» Task instructions:
(1) In the post about Martin Smith below, rewrite the paragraph that begins "Although he doesn't know it" more briefly, keeping its main facts.
(2) Write out the part of the post about Martin Smith below from the words "Tommorrow, I will" up to and including the words "the Episcopal Church.", copying it exactly.

» Text block:

Wednesday, December 05, 2007

Martin Smith: "Become More Outspoken"

Tommorrow, I will attend an Advent Clergy Day at the Cathedral. We will be offered meditations from the Reverend Martin Smith, a well known retreat leader and author.

Although he doesn't know it, Martin has already played a significant role in my own spiritual journey. In 1985, a wise priest suggested that I consider making a "life confession." This involved prayerfully reviewing my life and noting those moments when I had fallen short. As a resource for this spiritual exercise, I used Martin Smith's first book, Reconciliation; Preparation for Confession in the Episcopal Church.

I highly recommend this volume to anyone considering such an exercise. Under his guidance, and after about a month of reflection, I made a "life confession," which to this day remains an important turning point in my own spiritual life. The road leading to that point had been a bumpy one, including being homeless and incarcerated. By identifying the ways in which I had sinned, rather than blaming others and justifying my behaviors, the healing of my past was initiated. That healing may end up being a life-long process. But when I look back, I believe it began with that first confession.

» Information supplied:
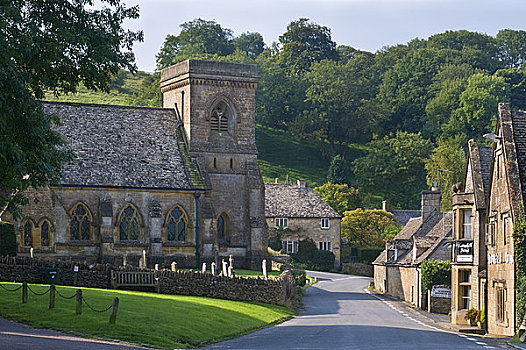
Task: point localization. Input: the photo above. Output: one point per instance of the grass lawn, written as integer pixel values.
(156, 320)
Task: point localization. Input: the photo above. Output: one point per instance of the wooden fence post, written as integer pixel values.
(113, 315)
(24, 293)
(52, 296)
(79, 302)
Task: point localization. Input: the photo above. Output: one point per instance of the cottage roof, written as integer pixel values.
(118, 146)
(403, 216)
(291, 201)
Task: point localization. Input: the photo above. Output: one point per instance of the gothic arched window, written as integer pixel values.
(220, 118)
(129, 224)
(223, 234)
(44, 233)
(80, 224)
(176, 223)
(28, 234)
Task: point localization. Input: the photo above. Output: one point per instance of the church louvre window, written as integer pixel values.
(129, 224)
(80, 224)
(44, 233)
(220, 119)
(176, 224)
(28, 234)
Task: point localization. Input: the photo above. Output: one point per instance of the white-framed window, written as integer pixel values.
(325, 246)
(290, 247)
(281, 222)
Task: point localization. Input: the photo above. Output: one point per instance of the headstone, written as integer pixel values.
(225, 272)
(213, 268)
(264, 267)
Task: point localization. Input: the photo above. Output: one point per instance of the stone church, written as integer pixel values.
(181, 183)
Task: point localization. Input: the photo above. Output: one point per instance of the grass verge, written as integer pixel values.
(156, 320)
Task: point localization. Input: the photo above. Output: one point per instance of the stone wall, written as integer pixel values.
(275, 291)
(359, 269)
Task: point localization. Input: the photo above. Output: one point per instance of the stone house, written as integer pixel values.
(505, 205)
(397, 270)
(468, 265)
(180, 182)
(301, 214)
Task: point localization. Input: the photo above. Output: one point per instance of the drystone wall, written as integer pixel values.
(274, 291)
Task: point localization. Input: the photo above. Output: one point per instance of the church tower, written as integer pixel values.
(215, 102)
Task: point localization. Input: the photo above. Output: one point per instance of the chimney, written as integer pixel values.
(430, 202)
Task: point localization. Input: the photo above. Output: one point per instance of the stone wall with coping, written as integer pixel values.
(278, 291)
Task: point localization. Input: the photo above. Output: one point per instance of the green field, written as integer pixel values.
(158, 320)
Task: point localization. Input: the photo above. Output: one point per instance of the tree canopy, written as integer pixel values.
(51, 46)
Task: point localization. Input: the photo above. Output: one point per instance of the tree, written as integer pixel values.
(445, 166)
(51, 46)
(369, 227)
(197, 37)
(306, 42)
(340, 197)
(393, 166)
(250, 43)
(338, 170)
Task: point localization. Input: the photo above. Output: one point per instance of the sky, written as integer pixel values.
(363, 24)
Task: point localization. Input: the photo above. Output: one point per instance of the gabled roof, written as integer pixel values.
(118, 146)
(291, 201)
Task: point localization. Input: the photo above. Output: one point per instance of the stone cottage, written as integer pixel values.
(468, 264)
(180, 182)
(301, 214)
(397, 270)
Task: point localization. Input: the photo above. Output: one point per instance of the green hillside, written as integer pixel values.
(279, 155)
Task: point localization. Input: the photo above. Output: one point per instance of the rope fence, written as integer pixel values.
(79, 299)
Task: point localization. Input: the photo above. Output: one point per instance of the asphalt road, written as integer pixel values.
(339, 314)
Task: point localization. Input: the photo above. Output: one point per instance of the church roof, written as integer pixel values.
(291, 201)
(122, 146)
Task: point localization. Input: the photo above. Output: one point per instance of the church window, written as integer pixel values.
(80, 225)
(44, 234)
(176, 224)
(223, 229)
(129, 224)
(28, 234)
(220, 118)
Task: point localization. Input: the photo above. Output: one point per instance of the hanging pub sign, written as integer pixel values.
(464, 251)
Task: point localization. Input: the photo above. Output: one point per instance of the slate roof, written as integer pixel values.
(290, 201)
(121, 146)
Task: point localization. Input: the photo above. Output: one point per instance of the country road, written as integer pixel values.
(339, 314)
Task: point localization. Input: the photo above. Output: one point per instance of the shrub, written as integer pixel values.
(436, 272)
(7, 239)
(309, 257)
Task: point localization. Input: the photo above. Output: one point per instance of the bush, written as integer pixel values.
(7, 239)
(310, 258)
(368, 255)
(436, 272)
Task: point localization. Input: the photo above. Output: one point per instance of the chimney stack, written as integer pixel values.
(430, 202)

...

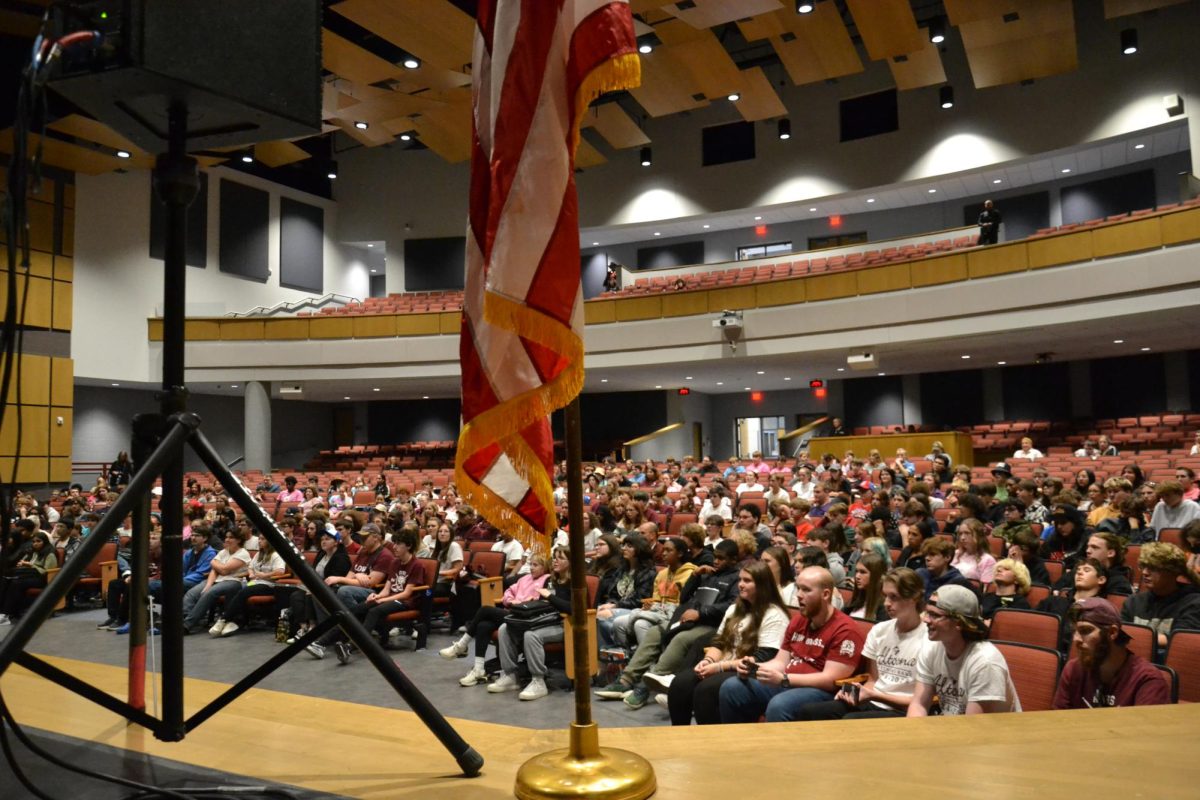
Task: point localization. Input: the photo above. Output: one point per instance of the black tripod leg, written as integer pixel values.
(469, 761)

» Results:
(1) Without knowing it, Martin Smith has already played a significant role in the writer's spiritual journey. In 1985 a wise priest suggested making a "life confession," which meant prayerfully reviewing one's life and noting the moments of falling short. The writer used Smith's first book, Reconciliation; Preparation for Confession in the Episcopal Church, as the resource for it.

(2)
Tommorrow, I will attend an Advent Clergy Day at the Cathedral. We will be offered meditations from the Reverend Martin Smith, a well known retreat leader and author.

Although he doesn't know it, Martin has already played a significant role in my own spiritual journey. In 1985, a wise priest suggested that I consider making a "life confession." This involved prayerfully reviewing my life and noting those moments when I had fallen short. As a resource for this spiritual exercise, I used Martin Smith's first book, Reconciliation; Preparation for Confession in the Episcopal Church.